*** Text to read ***
Summer's First Sockeye Returns to Central Idahoby Associated Press
The Oregonian, July 25, 2008
BOISE -- The first endangered sockeye salmon of the season arrived Friday in central Idaho, where state hatchery workers on the Salmon River caught it in a trap and are now saving it to be trucked to another site for spawning.
The fish's arrival was announced by salmon advocacy group Idaho Rivers United. Efforts to reach officials with the Idaho Department of Fish and Game, which runs the Sawtooth Hatchery near Stanley, were unsuccessful.
Last year, just four sockeye made the 900-mile swim from the Pacific Ocean to traps near Redfish, Alturas and Pettit lakes. The Snake River sockeye that return to the region have been protected under the federal Endangered Species Act since 1991.
While the 814 sockeye that have so far crossed Lower Granite Dam on the Snake River in Eastern Washington bode well for a stronger 2008 return, Idaho Rivers United said final numbers that reach central Idaho will still fall well short of the 2,000 naturally spawning fish targeted in federal fish recovery plans.
Amanda Peacher, salmon program coordinator for the group, said more must be done to ensure long-term salmon survival.
*** Dataset records ***
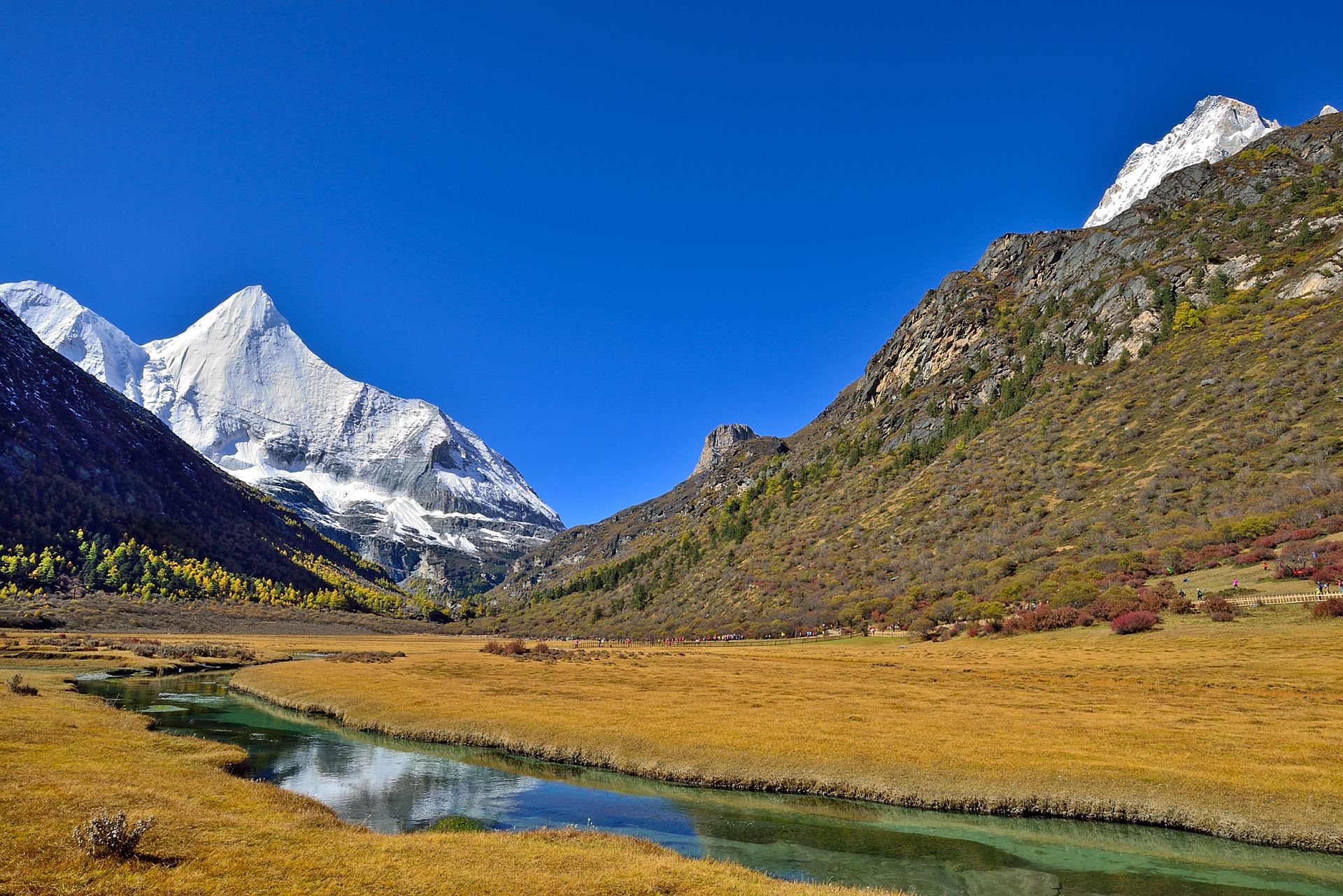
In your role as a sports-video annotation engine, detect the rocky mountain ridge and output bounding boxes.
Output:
[0,305,400,609]
[488,114,1343,634]
[0,280,562,591]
***
▸ Set problem 1
Change "rocky mountain ridge" to "snowy mountain peak" in the dataset rows above and give them back with nothing else altered. Please leave the pictures out of your answer.
▸ Set problem 2
Write what comes next in the news article about the first sockeye salmon of the season reaching central Idaho, starting after its last sentence.

▸ Exercise answer 1
In your role as a sports-video annotation engine, detect the snowy mountain peak and output bounding boxes.
Output:
[0,305,400,609]
[488,114,1343,634]
[0,280,562,591]

▸ Exercise answer 2
"This year's returns potentially give sockeye a new chance and create an opportunity to take action to restore the 'red fish' of Redfish Lake," Peacher said. "But we must build on the improved run with real solutions that will prevent sockeye from going down the drain again."
Idaho Rivers United had demanded the removal of four dams on the lower Snake River, including Lower Granite.
Idaho Gov. C.L. "Butch" Otter and others have rejected breaching, saying the dams provide electricity and bolster shipping for the region's industry and agriculture from inland port cities of Lewiston, Idaho, and Clarkston, Wash.
Sockeye used to return to central Idaho in numbers as high as 35,000, but have dwindled in recent years. After 257 sockeye returned in 2000 to Sawtooth Hatchery or a separate trap on Redfish Lake Creek, the numbers have fallen to single digits for the last five years.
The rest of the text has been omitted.